One of the biggest threats to honey bees at this time is the Varroa mite. There are those that will say this particular threat is as big or bigger than the threat posed by poisonous pesticides. At the very least, if this problem was solved, it could reduce the death rates beekeepers are experiencing during the harsh winter months when they typically lose 20 to 40 percent of their hives. University of Texas researchers are hoping to make that happen.
Engineering Bacteria to Help Honey Bees
As a way to fight the destruction caused by the Varroa mite, which we have documented very well here, researchers have developed an engineered bacteria that will help bees fight the Varroa mite from the inside out. The premise behind the bacteria is that it will live in the belly of bees, then release medicines that will protect the honey bees against one of the biggest factors contributing to colony collapse disorder. In addition to fighting the Varroa mite, this medicine will also help fight another major problem for honey bees… deformed wing virus.
Nancy Moran, a UT Professor of Integrative Biology and the primary researcher on the project, stated, “It has direct implications for bee health.” Sean Leonard, a graduate student also working on the study, stated, “This is the first time anyone has improved the health of bees by genetically engineering their microbiome.”

• • • • •

> TASKS
[A] Answer these questions about the honey bee article:
(i) What share of their hives do beekeepers typically lose during the harsh winter months?
(ii) Besides the Varroa mite, what problem is the medicine also meant to fight?
(iii) What position does Nancy Moran hold?
[B] Continue the honey bee article after its final sentence.

• • • • •

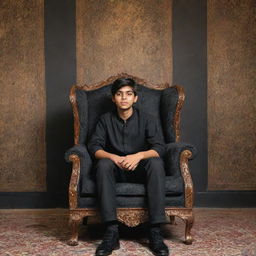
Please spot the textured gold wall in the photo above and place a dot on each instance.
(131, 36)
(22, 115)
(231, 94)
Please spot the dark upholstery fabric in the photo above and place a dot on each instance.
(173, 186)
(132, 201)
(172, 157)
(159, 103)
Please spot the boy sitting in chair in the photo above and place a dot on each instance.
(128, 147)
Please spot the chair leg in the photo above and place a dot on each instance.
(85, 220)
(189, 224)
(172, 220)
(75, 221)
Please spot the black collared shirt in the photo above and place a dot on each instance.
(138, 133)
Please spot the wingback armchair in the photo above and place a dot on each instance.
(164, 103)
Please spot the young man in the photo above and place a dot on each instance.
(128, 147)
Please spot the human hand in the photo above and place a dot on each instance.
(130, 162)
(117, 160)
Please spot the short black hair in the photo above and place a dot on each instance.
(121, 82)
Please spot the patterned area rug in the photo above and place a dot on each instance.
(216, 232)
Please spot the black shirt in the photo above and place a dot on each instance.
(139, 132)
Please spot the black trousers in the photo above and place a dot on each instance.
(149, 172)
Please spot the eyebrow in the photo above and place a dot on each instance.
(125, 91)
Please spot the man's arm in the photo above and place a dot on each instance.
(130, 162)
(156, 144)
(99, 154)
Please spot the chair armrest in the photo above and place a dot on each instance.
(173, 153)
(79, 150)
(178, 155)
(81, 167)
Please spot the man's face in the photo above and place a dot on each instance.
(124, 98)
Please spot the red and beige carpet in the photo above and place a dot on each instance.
(216, 232)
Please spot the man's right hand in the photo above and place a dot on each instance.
(117, 160)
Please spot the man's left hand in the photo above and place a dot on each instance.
(130, 162)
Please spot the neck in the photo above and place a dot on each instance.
(125, 114)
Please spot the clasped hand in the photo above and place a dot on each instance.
(129, 162)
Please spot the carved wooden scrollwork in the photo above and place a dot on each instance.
(132, 216)
(189, 195)
(74, 181)
(176, 120)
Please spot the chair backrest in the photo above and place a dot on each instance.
(91, 102)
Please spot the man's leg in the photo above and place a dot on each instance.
(106, 186)
(155, 181)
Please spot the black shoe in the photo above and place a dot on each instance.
(156, 244)
(109, 243)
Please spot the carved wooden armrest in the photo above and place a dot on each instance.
(73, 185)
(189, 191)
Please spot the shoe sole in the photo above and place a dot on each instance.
(115, 248)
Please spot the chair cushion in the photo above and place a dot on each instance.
(173, 186)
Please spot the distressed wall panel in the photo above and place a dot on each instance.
(129, 36)
(22, 115)
(231, 94)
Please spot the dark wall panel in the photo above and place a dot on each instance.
(22, 82)
(231, 94)
(60, 75)
(190, 70)
(124, 36)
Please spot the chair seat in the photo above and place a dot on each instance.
(173, 186)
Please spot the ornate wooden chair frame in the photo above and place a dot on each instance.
(130, 216)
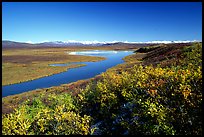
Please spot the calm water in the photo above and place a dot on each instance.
(90, 70)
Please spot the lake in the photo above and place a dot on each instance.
(71, 75)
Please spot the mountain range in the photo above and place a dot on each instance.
(13, 44)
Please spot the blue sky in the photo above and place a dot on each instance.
(101, 21)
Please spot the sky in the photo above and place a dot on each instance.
(101, 21)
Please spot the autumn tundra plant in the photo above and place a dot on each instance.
(144, 100)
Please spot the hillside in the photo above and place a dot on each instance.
(158, 91)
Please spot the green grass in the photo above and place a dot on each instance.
(141, 100)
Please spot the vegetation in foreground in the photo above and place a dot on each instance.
(146, 99)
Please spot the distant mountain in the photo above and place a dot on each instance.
(13, 44)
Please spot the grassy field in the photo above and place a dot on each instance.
(161, 94)
(20, 65)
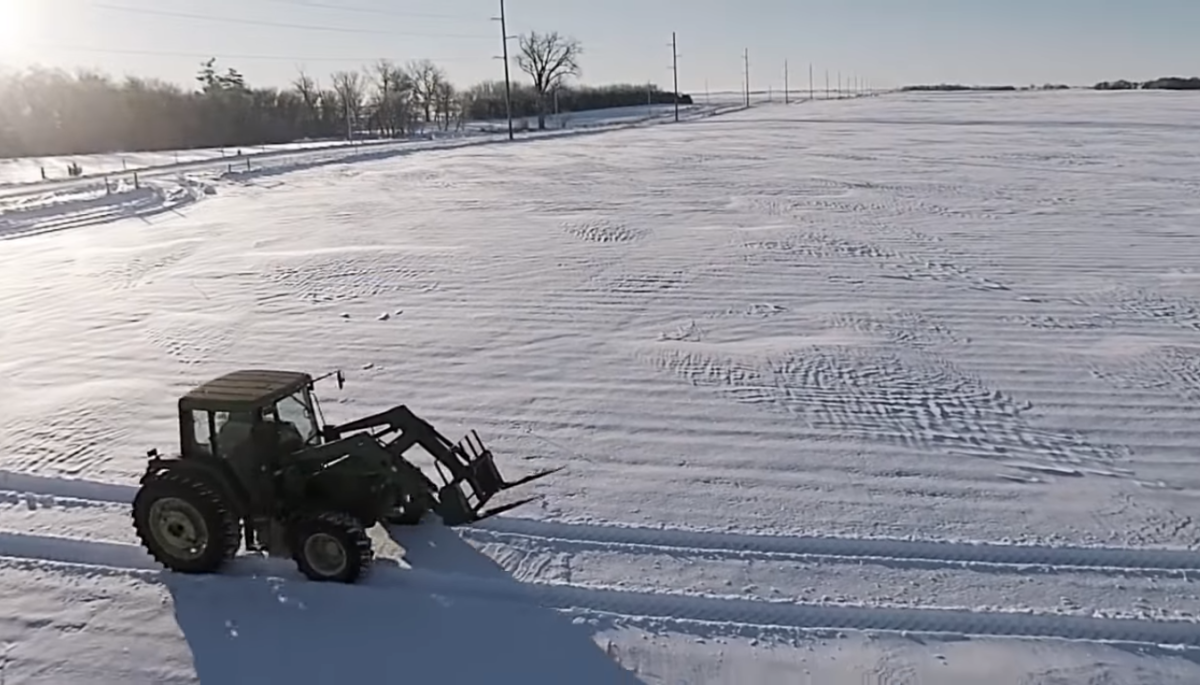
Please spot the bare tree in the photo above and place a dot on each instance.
(427, 78)
(444, 103)
(349, 88)
(310, 94)
(549, 59)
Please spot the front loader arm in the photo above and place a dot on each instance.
(413, 431)
(468, 462)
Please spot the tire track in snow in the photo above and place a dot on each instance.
(639, 606)
(912, 552)
(120, 558)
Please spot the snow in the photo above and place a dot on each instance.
(887, 390)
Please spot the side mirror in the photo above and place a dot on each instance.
(329, 433)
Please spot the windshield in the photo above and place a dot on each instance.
(294, 409)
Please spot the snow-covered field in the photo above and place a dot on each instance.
(28, 170)
(892, 391)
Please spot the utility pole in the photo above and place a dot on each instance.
(508, 82)
(747, 58)
(785, 83)
(675, 70)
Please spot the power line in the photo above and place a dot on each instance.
(360, 10)
(274, 24)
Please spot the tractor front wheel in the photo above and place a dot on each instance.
(330, 547)
(185, 524)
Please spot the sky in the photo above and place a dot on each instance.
(882, 42)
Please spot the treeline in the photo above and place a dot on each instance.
(52, 112)
(486, 100)
(1165, 83)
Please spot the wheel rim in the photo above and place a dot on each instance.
(325, 554)
(179, 527)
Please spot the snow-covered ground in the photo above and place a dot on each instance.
(894, 390)
(28, 170)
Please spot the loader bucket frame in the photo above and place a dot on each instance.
(468, 463)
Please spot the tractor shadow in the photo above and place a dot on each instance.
(400, 625)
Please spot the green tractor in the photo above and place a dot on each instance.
(258, 466)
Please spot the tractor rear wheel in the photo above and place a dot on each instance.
(330, 546)
(185, 524)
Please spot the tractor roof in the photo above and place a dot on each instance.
(244, 390)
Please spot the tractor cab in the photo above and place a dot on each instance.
(246, 412)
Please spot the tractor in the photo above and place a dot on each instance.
(258, 466)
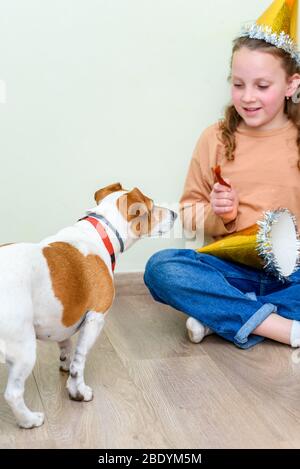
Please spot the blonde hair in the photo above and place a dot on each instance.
(231, 120)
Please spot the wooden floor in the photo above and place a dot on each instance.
(154, 389)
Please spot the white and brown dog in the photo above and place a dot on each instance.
(51, 289)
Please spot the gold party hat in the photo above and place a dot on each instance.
(238, 247)
(277, 26)
(271, 244)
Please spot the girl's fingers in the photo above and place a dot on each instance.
(224, 195)
(221, 210)
(221, 188)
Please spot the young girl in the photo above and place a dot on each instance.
(257, 145)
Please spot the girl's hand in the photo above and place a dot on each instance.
(224, 202)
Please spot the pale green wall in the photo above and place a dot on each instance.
(100, 91)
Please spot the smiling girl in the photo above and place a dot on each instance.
(257, 145)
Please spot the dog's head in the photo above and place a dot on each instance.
(133, 212)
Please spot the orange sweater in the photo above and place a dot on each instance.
(264, 174)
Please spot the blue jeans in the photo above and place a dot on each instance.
(229, 298)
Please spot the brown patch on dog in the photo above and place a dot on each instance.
(101, 193)
(136, 207)
(81, 283)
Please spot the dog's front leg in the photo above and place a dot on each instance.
(89, 332)
(65, 354)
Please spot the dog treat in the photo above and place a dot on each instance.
(220, 180)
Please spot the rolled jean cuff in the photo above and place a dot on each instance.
(242, 339)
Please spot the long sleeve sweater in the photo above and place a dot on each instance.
(264, 173)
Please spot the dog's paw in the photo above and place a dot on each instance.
(35, 419)
(79, 392)
(64, 366)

• • • • •

> ANSWERS PROVIDED
[A]
(i) 20 to 40 percent
(ii) Deformed wing virus
(iii) UT Professor of Integrative Biology

[B]
Because the Varroa mite and deformed wing virus often coincide, the researchers wanted to develop a string of bacteria that would be effective against both. The results of the study were both impressive and staggering. The UT report states, “Compared with control bees, the bees treated with the strain of bacteria targeting the virus were 36.5% more likely to survive to day 10. Meanwhile, Varroa mites feeding on another set of bees treated with the mite-targeting strain of bacteria were about 70% more likely to die by day 10 than mites feeding on control bees.”
The “trick” to this all working centers around triggering a response in the bee’s immune system to attack the virus. The report references an antiviral defense mechanism called the RNAi, or RNA interference. Moran stated, “You usually only get signs of these molecules when an RNA virus is replicating. It’s a signal that this might be an evil thing and you should attack it.”
We can only hope this research continues and the project is as successful as these early reports. Along with changes in laws regarding pesticides, this could arguably be the single most important revelation in the fight to keep our honey bee population from becoming extinct.